Top of Exercise inputs

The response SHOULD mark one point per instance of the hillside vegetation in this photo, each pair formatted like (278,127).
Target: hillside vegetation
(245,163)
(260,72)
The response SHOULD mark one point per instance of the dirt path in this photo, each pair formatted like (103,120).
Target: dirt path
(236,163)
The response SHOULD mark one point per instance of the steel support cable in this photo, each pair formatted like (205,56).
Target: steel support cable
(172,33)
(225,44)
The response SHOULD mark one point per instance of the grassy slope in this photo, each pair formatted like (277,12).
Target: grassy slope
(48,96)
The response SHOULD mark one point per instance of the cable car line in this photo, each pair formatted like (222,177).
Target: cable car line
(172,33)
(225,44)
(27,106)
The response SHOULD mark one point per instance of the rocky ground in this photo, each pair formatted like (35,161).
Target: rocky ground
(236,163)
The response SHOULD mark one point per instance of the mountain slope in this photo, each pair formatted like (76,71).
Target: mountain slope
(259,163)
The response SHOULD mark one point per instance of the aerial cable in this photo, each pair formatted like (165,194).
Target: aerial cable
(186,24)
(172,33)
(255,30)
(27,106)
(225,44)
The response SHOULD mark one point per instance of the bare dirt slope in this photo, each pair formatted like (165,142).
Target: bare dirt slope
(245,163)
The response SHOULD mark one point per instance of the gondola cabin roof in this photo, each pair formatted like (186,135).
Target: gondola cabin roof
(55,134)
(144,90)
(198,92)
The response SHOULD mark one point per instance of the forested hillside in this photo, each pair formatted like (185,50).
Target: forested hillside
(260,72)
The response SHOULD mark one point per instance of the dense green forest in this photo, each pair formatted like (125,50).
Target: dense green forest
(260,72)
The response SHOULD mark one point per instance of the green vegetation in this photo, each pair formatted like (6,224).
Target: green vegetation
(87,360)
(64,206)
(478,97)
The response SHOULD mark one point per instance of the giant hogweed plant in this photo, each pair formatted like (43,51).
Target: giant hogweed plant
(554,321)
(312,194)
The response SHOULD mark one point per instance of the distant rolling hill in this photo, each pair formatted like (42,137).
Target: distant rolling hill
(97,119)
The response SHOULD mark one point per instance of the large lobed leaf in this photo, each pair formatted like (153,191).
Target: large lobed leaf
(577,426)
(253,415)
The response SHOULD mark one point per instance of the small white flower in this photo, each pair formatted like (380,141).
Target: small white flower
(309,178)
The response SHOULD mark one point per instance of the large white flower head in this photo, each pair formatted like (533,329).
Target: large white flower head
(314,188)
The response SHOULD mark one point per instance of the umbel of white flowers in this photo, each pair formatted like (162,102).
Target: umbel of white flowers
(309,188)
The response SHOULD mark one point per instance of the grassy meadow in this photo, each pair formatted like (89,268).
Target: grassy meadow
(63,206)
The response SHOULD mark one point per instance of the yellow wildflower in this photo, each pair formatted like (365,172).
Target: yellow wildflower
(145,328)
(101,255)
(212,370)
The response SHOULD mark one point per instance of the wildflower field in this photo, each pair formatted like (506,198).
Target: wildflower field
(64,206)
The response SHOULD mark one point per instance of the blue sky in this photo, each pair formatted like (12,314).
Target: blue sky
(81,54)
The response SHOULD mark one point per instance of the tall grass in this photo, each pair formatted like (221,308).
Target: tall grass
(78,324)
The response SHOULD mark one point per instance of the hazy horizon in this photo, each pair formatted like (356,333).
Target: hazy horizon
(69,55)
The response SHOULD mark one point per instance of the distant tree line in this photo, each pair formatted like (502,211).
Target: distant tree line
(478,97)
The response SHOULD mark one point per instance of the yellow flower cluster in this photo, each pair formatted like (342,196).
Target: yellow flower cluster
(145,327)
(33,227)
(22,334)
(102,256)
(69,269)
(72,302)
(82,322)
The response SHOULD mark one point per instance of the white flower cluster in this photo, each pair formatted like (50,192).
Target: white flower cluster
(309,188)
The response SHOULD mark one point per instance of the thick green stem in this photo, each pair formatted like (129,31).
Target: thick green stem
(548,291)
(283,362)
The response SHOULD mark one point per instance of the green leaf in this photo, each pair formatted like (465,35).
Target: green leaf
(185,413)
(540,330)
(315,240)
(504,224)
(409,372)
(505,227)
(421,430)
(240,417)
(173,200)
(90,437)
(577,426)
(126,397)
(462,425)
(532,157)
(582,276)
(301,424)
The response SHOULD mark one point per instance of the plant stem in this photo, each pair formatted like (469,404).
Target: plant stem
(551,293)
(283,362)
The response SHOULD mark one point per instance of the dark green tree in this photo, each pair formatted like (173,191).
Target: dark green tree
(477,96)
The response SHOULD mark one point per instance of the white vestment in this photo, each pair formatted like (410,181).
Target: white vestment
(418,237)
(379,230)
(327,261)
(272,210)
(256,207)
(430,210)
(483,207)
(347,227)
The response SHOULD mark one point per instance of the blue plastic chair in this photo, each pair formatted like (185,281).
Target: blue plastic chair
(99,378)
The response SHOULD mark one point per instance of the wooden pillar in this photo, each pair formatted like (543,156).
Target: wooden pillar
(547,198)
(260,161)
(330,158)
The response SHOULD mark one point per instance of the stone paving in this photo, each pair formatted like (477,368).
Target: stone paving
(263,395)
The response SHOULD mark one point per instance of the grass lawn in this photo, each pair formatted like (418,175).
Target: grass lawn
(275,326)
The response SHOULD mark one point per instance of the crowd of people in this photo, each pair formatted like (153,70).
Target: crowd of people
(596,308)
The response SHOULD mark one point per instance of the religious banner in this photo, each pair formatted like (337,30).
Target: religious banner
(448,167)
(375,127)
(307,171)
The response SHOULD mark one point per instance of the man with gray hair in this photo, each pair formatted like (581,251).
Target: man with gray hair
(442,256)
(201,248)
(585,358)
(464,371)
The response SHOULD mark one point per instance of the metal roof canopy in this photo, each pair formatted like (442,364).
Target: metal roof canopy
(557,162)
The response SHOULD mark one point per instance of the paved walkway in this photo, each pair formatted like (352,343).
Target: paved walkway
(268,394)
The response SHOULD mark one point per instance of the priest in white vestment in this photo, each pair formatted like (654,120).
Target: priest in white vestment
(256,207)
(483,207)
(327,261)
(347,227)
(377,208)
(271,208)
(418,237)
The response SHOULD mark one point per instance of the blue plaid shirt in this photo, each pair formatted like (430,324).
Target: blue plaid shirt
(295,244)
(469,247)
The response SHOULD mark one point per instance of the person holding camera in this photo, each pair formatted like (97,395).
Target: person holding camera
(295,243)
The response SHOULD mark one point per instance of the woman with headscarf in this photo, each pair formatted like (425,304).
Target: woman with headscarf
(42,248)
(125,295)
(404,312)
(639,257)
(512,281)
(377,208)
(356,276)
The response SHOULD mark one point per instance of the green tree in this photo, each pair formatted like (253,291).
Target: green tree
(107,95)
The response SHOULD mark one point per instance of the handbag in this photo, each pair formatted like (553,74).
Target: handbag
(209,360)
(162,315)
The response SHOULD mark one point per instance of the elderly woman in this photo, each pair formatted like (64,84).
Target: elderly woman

Bottom of Exercise inputs

## Work order
Quote every entry exactly.

## Reply
The response SHOULD mark one point per instance of the hillside vegetation in this photo, each pair formatted like (278,127).
Target: hillside vegetation
(245,163)
(260,72)
The response SHOULD mark one point per instance of the dirt path in this photo, each pair formatted like (103,120).
Target: dirt path
(236,163)
The response SHOULD mark one point per instance of the steel support cable in this photo, each pair formatted like (205,56).
Target: steel support cable
(172,33)
(225,44)
The response SHOULD mark one point per instance of the grassy slope in this photo, each pair formatted like (277,12).
Target: grassy slope
(48,96)
The response SHOULD mark one point per instance of the cable car line in this photo, each pair formatted like (222,177).
Target: cable car line
(172,33)
(225,44)
(27,106)
The response SHOULD mark one point per instance of the rocky ground in this photo, each pair formatted like (35,161).
Target: rocky ground
(236,163)
The response SHOULD mark one point per instance of the mountain slope in this photo, each pair formatted like (76,71).
Target: mountain slope
(259,163)
The response SHOULD mark one point per instance of the aerial cable in this photo, each pair formatted like (165,194).
Target: aerial cable
(186,24)
(172,33)
(255,30)
(27,106)
(225,44)
The response SHOULD mark one point per instance of the bare dirt slope in this photo, each pair formatted like (165,142).
Target: bare dirt slope
(245,163)
The response SHOULD mark one point per instance of the gondola cabin roof in this photo, each pair formatted like (186,135).
Target: gondola cabin roof
(55,134)
(144,90)
(198,92)
The response SHOULD mark one point per instance of the forested hillside in this photo, each pair formatted like (185,50).
Target: forested hillside
(260,72)
The response SHOULD mark one point per instance of the dense green forest in this photo, each pair formatted like (125,50).
Target: dense green forest
(260,72)
The response SHOULD mark one point per instance of the green vegetation in this photo, each pair formatted like (6,224).
Target: green vegetation
(87,360)
(64,206)
(478,97)
The response SHOULD mark one point per instance of the giant hogweed plant in this photo, each pair formatted like (43,51).
Target: giant hogweed plant
(554,321)
(312,194)
The response SHOULD mark one point per instance of the distant rolling hill in this photo, each pair formatted like (42,137).
Target: distant rolling hill
(97,119)
The response SHOULD mark one point per instance of the large lobed leaf in this photo, each pair formatted like (153,191).
Target: large lobed leaf
(577,426)
(253,415)
The response SHOULD mark one point per instance of the small white flower in this photo, each pair formatted like (380,141).
Target: small white flower
(309,178)
The response SHOULD mark one point per instance of the large white flower head in this photo, each pair formatted like (533,329).
Target: large white flower head
(314,188)
The response SHOULD mark one point per instance of the umbel of white flowers in this photo, each pair formatted like (162,102).
Target: umbel of white flowers
(309,188)
The response SHOULD mark one point per instance of the grassy meadow in this photo, each pair formatted like (89,268).
Target: grassy meadow
(63,206)
The response SHOULD mark one point per instance of the yellow wildflower in this photo, each pair formatted like (365,172).
Target: yellow wildflower
(145,328)
(101,255)
(212,370)
The response SHOULD mark one point per instance of the wildflower field in this photo, each pair formatted like (506,198).
Target: wildflower field
(64,206)
The response SHOULD mark one point per instance of the blue sky in this photo, each pair formatted like (12,314).
Target: blue sky
(81,54)
The response SHOULD mark one point per instance of the tall grass in this photo, each pair formatted like (221,308).
Target: tall grass
(78,324)
The response SHOULD mark one point per instance of the hazy horizon in this photo, each pair formatted like (356,333).
Target: hazy horizon
(69,55)
The response SHOULD mark one point per instance of the distant tree line in this photo, each pair formatted like (502,211).
Target: distant tree line
(478,97)
The response SHOULD mark one point per instance of the yellow flower cluster in this photo, each pair formatted like (342,196).
Target: yellow flower cluster
(145,327)
(33,227)
(22,334)
(102,256)
(69,269)
(72,302)
(82,322)
The response SHOULD mark one point per instance of the white flower cluster in this photo, each pair formatted like (50,192).
Target: white flower cluster
(309,188)
The response SHOULD mark one point per instance of the thick green stem in this photo, each pair formatted like (129,31).
Target: thick green stem
(548,291)
(283,362)
The response SHOULD mark one point per instance of the green leaf in this photo, each pair formatted like (465,35).
Target: green leaf
(185,413)
(540,330)
(315,240)
(504,224)
(409,372)
(505,227)
(421,430)
(240,417)
(173,200)
(90,437)
(577,426)
(126,397)
(462,425)
(532,157)
(582,276)
(301,424)
The response SHOULD mark one point per instance of the plant stem in this photo, each pair formatted like (469,404).
Target: plant stem
(551,293)
(283,362)
The response SHOULD mark one point per instance of the dark green tree in this photo, each pair formatted like (173,191).
Target: dark green tree
(477,96)
The response SHOULD mark one point per instance of the white vestment in this photo, each pair formatted like (410,181).
Target: white vestment
(418,237)
(379,230)
(327,261)
(272,210)
(256,207)
(430,210)
(483,207)
(347,227)
The response SHOULD mark one point per instance of the blue plastic chair in this photo, each pair formatted like (185,281).
Target: blue plastic chair
(99,378)
The response SHOULD mark one point per instance of the wooden pillar in this photo, each pair formatted like (543,156).
Target: wooden pillar
(547,198)
(260,161)
(330,158)
The response SHOULD mark one point per instance of the stone paving in this photo, each pair formatted like (477,368).
Target: stone paving
(263,395)
The response SHOULD mark one point per instance of the grass lawn in this photo, each pair formatted like (418,175).
Target: grass lawn
(275,326)
The response SHOULD mark one point per instance of the crowd of people in this photo, each pair formatted like (153,70).
Target: crowd of people
(596,308)
The response SHOULD mark one point per instance of the religious banner in this photo, each pair formatted like (337,30).
Target: religious banner
(448,167)
(375,127)
(307,171)
The response SHOULD mark one point per instance of the man with gray hair in this photo, each pair formatted like (581,251).
Target: man with gray hair
(442,256)
(201,248)
(585,358)
(464,371)
The response SHOULD mark one point per instance of the metal roof canopy in this photo, each pair formatted like (442,364).
Target: metal roof canopy
(557,162)
The response SHOULD mark one point per instance of the paved walkway in this photo, each pair formatted like (352,343).
Target: paved walkway
(268,394)
The response SHOULD mark one point per instance of the priest in white vestment in this photo, each pair formatted like (654,120).
Target: priest in white vestment
(256,207)
(483,207)
(327,261)
(347,227)
(377,208)
(271,208)
(418,237)
The response SHOULD mark one point per instance of the blue plaid shirt in this photo, each pair formatted like (430,324).
Target: blue plaid shirt
(295,244)
(469,247)
The response SHOULD mark one point per instance of the person holding camera in this photo, each pair formatted like (97,395).
Target: person holding camera
(295,243)
The response SHOULD mark one point per instance of the woman with headscarf in this photo, each pair formatted like (425,304).
Target: woman with headscarf
(42,248)
(125,295)
(404,312)
(639,257)
(512,281)
(377,208)
(356,276)
The response SHOULD mark one point per instance of the green tree in this photo, each pair formatted like (253,291).
Target: green tree
(107,95)
The response SHOULD mark one point per instance of the handbag in this photo, each pair formatted like (553,74).
Target: handbag
(209,360)
(162,315)
The response SHOULD mark one point per instance of the elderly woman in this photo, each pair formatted like (64,84).
Target: elderly woman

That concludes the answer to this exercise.